- **Task instructions**
The expected output is every line from the one containing "One pin marks each instance of the landing" to the end of the data below, exactly, and no other line.

- **Listed entries**
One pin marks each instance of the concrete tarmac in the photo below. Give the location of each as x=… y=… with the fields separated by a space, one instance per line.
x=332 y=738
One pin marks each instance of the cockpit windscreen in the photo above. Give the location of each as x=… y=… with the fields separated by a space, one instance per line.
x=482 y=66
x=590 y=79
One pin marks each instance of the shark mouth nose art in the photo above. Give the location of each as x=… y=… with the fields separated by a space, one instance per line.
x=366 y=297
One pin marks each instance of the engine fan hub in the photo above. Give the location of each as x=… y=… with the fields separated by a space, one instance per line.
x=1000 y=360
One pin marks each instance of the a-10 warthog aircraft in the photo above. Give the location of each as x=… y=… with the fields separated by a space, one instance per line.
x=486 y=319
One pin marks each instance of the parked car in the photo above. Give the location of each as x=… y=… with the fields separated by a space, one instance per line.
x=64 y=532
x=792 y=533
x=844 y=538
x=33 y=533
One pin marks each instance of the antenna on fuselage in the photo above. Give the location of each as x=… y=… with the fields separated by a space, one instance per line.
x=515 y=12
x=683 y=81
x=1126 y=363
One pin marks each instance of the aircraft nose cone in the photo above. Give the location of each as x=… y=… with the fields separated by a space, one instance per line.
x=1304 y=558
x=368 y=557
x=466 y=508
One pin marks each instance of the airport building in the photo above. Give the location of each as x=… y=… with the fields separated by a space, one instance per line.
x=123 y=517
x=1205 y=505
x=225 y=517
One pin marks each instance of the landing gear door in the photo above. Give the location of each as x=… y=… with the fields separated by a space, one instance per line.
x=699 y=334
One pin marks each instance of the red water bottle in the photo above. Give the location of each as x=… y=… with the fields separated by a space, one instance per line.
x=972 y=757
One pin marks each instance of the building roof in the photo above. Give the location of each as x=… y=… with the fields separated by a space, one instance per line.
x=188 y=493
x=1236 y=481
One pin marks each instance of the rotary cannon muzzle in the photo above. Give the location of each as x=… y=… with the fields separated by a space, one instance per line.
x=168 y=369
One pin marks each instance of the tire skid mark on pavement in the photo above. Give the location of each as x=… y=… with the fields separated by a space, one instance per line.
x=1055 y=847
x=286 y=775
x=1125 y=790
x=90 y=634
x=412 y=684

- **Result of the exercise**
One pin marks each instance of the landing gear door in the photo above. Give the location of each as x=… y=… with the fields separated by a space, one instance per line.
x=699 y=334
One pin marks each instance of the red water bottle in the photo above. Give the location of each as x=… y=… with the fields separated by a space, one instance per line.
x=972 y=757
One pin marks each instance of the building roof in the photo above. Give the location of each as x=… y=… with the fields separated by a space, one instance per line.
x=188 y=493
x=1236 y=481
One pin marks each instance of the rotary cannon muzzle in the photo above. Give the location of each as x=… y=… with the fields separated by a space, one instance per line.
x=168 y=369
One pin marks each instance of the tire skid mark on pavement in the photo above. Give the location of each as x=… y=… with the fields separated by a space, one instance per line.
x=1055 y=847
x=286 y=775
x=1125 y=790
x=90 y=634
x=412 y=684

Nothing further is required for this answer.